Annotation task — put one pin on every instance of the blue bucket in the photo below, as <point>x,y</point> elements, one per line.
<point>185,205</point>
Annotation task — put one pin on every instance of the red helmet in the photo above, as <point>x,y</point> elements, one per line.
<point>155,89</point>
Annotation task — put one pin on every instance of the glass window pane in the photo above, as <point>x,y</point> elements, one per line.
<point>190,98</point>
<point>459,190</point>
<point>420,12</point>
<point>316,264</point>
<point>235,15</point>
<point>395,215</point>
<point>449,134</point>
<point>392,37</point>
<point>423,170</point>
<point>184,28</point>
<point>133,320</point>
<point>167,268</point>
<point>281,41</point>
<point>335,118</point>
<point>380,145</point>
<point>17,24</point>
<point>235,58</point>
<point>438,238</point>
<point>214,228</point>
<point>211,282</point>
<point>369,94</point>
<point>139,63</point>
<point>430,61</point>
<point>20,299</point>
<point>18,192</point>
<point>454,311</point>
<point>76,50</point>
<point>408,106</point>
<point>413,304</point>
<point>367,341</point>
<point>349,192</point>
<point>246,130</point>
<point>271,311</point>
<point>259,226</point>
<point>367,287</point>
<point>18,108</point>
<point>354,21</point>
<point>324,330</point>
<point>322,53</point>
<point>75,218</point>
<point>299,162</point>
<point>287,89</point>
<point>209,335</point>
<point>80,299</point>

++++++

» Written problem
Rewrite all of the records above, swapping every "pin" for "marker" and leaving everything else unchanged.

» In response
Annotation task — put one marker on every instance of the blue bucket in the photo below, as <point>x,y</point> elements, one per line.
<point>185,205</point>
Annotation task — put one marker on every instance of the red helmet in the photo above, as <point>x,y</point> elements, one per line.
<point>155,89</point>
Annotation task — put one marker on every instance of the glass window pane in the photo above, as <point>x,y</point> elements, one per line.
<point>190,98</point>
<point>459,190</point>
<point>420,12</point>
<point>316,264</point>
<point>235,15</point>
<point>395,215</point>
<point>449,134</point>
<point>392,37</point>
<point>423,170</point>
<point>184,28</point>
<point>133,320</point>
<point>167,268</point>
<point>281,41</point>
<point>335,118</point>
<point>380,145</point>
<point>17,24</point>
<point>235,58</point>
<point>438,238</point>
<point>214,228</point>
<point>211,282</point>
<point>369,94</point>
<point>139,63</point>
<point>430,61</point>
<point>20,299</point>
<point>18,192</point>
<point>454,311</point>
<point>76,50</point>
<point>408,106</point>
<point>413,304</point>
<point>367,341</point>
<point>349,192</point>
<point>246,130</point>
<point>271,311</point>
<point>259,226</point>
<point>367,287</point>
<point>18,108</point>
<point>354,21</point>
<point>324,330</point>
<point>322,53</point>
<point>75,218</point>
<point>299,162</point>
<point>287,89</point>
<point>209,335</point>
<point>80,299</point>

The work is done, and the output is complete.